● Task directions
Please turn the data into a Markdown table with the columns "Row" and "Entry," one row per line, numbered in order and skipping blank lines. Leave the pictures out of the table.

● Material supplied
━━━━━━━━

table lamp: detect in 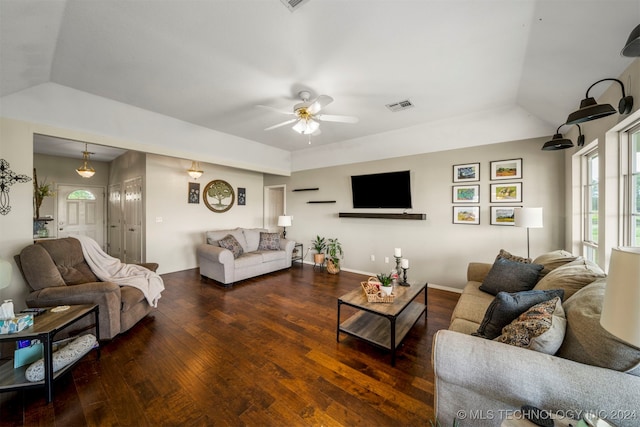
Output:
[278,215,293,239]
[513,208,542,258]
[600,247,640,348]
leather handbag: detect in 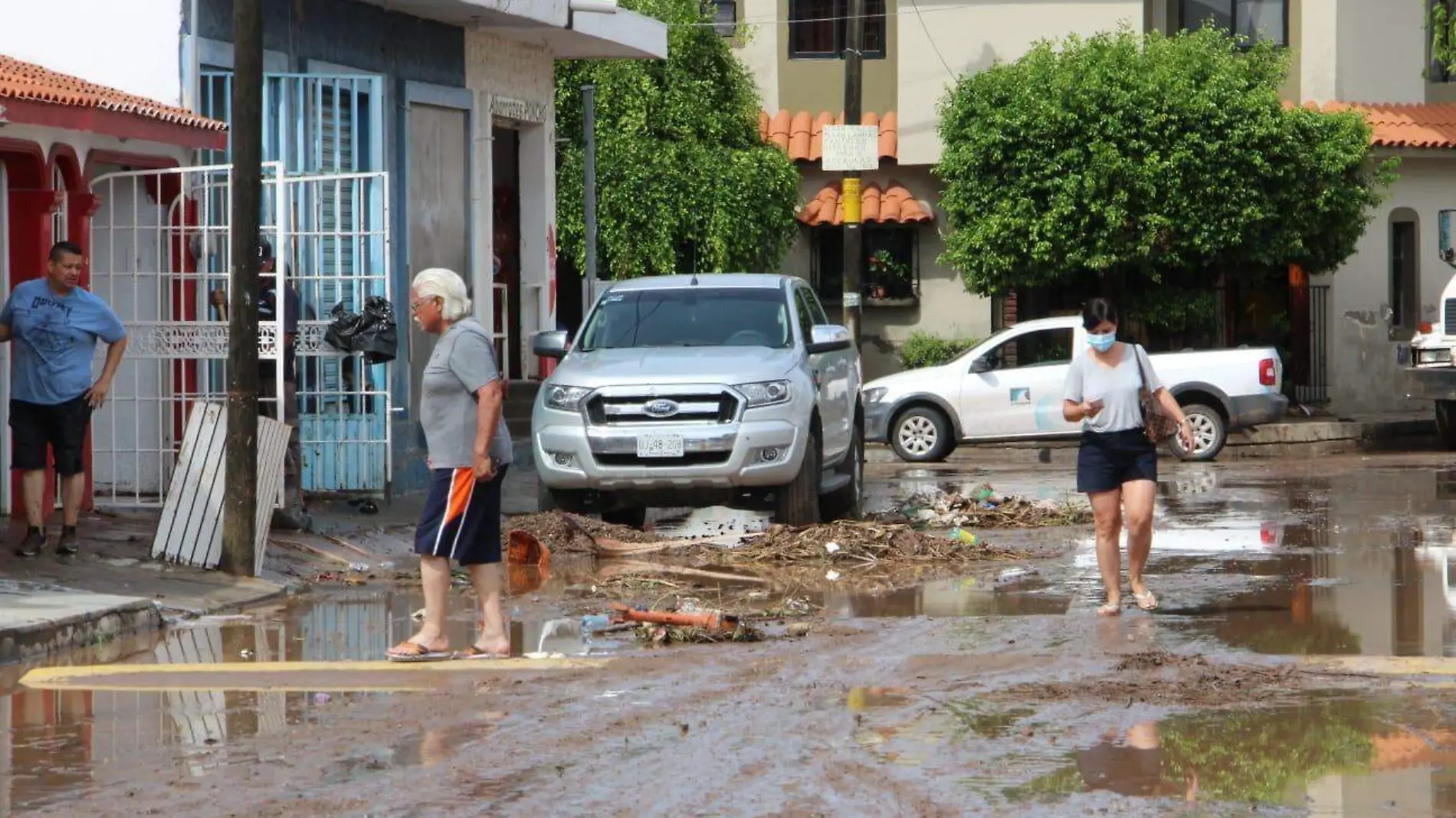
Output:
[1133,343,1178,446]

━━━━━━━━

● Output for this task
| Row | Entry |
|---|---|
| 1 | table lamp: detect in  |
| 2 | Output: |
| 3 | [278,215,293,239] |
| 4 | [513,208,542,258] |
| 5 | [600,247,640,348] |
| 6 | leather handbag: detect in  |
| 7 | Output: |
| 8 | [1133,343,1178,446] |